-- begin Supplied data --

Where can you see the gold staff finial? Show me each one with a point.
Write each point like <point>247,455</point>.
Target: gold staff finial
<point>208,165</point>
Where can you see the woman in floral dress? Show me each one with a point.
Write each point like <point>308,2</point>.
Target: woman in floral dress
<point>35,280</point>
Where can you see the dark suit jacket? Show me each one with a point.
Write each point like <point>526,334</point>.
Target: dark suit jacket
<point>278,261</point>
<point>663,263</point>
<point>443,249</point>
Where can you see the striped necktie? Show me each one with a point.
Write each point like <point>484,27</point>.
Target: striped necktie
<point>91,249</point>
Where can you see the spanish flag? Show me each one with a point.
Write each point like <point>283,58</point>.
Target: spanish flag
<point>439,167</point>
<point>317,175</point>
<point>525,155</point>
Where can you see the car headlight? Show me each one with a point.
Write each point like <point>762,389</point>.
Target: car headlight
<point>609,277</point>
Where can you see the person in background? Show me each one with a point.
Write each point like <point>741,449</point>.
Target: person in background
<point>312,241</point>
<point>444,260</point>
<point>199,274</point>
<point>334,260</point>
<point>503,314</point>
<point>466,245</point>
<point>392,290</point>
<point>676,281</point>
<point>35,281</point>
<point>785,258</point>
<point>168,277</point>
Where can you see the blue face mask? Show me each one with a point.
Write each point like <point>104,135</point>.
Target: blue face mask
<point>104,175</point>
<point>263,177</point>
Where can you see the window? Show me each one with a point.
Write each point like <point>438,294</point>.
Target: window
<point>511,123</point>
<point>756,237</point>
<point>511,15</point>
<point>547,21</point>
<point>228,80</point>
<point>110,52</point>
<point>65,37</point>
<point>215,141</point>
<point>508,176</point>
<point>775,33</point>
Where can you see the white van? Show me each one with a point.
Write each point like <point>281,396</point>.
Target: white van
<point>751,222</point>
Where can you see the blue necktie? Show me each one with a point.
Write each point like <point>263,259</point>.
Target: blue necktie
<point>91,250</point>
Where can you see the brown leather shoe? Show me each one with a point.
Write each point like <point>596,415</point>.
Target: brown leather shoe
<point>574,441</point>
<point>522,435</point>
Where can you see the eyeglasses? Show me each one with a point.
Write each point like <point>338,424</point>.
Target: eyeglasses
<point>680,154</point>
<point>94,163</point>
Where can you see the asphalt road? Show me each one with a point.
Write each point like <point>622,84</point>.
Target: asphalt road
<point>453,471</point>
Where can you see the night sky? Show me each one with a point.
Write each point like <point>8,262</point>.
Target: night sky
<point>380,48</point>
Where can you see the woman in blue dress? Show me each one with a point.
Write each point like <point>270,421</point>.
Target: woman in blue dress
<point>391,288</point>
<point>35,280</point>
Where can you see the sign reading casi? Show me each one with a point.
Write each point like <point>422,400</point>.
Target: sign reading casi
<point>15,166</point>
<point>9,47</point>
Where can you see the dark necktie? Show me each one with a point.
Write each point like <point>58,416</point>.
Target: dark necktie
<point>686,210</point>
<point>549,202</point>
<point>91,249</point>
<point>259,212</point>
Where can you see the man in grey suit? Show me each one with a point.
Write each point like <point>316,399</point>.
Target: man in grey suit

-- end Supplied data --

→ **The exercise**:
Can you rescale the records from the line with "Where can you see the woman in blue" up to and including the line with "<point>9,47</point>"? Give every line in that span again, requests included, with each point coordinate in the answers multiplied by 1.95 and rounded to a whole number (halves round up), and leave the requests and their sample points unchanged.

→ **Response**:
Where can you see the woman in blue dress? Show me each one with a point.
Write each point like <point>270,421</point>.
Target: woman in blue dress
<point>762,562</point>
<point>68,546</point>
Where can you see the sign reading casi? Show me each one with a point.
Write each point like <point>422,400</point>.
Target: sign reading casi
<point>29,324</point>
<point>18,92</point>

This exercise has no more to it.